_Tasks to perform_.
**a)** Reproduce the lawn care FAQ word for word from "Probably not. Even" up to and including "my next service?".
**b)** Which counties does the lawn care FAQ say Greenskeeper services?
**c)** According to the lawn care FAQ, what is the lowest height a lawn should ever be cut to?

_Provided passage_.
########################################

FAQs

Lawn Care

When is the best time to start a lawn care service?
Anytime. There are advantages to starting a Lawn Care Service at every different time of the year. Contact Greenskeeper at 215-938-8440. We service all of Bucks, Montgomery and Philadelphia County in Pennsylvania.
Shouldn’t the service that cuts my grass also weed and feed the lawn?
 No, landscapers and cutters often miss important time windows simply because they’re busy doing something else. It’s better to trust a licensed, lawn care expert when applying any material to your lawn. Choose only a lawn care professional who keeps up-to-date with the newest, safest and most effective methods and materials.
When will I see results of my lawn care services? 
You will usually start to see results within one to two weeks. There are many variables to consider such as temperature and rainfall, but most lawns will start looking better right away! 
Can’t I do all of these lawn services cheaper myself?
Probably not. Even if you had Greenkeeper’s years of knowledge and experience and you had plenty of spare time – you still would find it hard to buy all of the materials and applicators at the same “bulk” prices that we pay. 
Is this Lawn Care Service dangerous for children or pets? 
No, Greenskeeper uses only safe, organic, non-restricted materials. Most materials carry a caution label just like many every product you use around the house. Your floor cleaner for example, is perfectly safe to be around but probably not a good idea to drink the whole bottle!  
Does my lawn have disease?

It might. Look closely at the grass blades and check for small black spots. If you see this, stop any extra watering your doing. Night rains and hot days can make disease unavoidable in some cases.

What height should I cut my lawn?

Never cut your lawn lower than 4 inches.

When is my next service?

Services are typically every 6-8 weeks. We always try to time of service with Mother Nature.

Watering Your Lawn

Do I have to water the lawn?

Usually you do not have to water the lawn in the spring or the fall when we typically get enough rain. In the summer months you may need to water when there’s an extended period (more than ten days) without rain. 

How should I water?
Use any kind of sprinkler and soak the lawn. Long, heavy soakings of an hour or two in each spot are best. But don’t overdo it, every 4 or 5 days is enough. WARNING – Never water at night! Contrary to some old wives tales, the grass will not burn if you water during the day. Water that sits on the lawn overnight is a sure way to create disease – so make sure the grass is dry before nightfall.

########################################

_Dataset entries_.
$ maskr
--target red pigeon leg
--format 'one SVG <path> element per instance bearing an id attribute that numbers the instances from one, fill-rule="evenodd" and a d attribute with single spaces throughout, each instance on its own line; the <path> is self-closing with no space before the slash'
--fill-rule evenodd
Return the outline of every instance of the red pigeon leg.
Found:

########################################

_Task-by-task outputs_.
**a)**
Probably not. Even if you had Greenkeeper’s years of knowledge and experience and you had plenty of spare time – you still would find it hard to buy all of the materials and applicators at the same “bulk” prices that we pay. 
Is this Lawn Care Service dangerous for children or pets? 
No, Greenskeeper uses only safe, organic, non-restricted materials. Most materials carry a caution label just like many every product you use around the house. Your floor cleaner for example, is perfectly safe to be around but probably not a good idea to drink the whole bottle!  
Does my lawn have disease?

It might. Look closely at the grass blades and check for small black spots. If you see this, stop any extra watering your doing. Night rains and hot days can make disease unavoidable in some cases.

What height should I cut my lawn?

Never cut your lawn lower than 4 inches.

When is my next service?

**b)** Bucks, Montgomery and Philadelphia County in Pennsylvania.

**c)** A lawn should never be cut lower than 4 inches.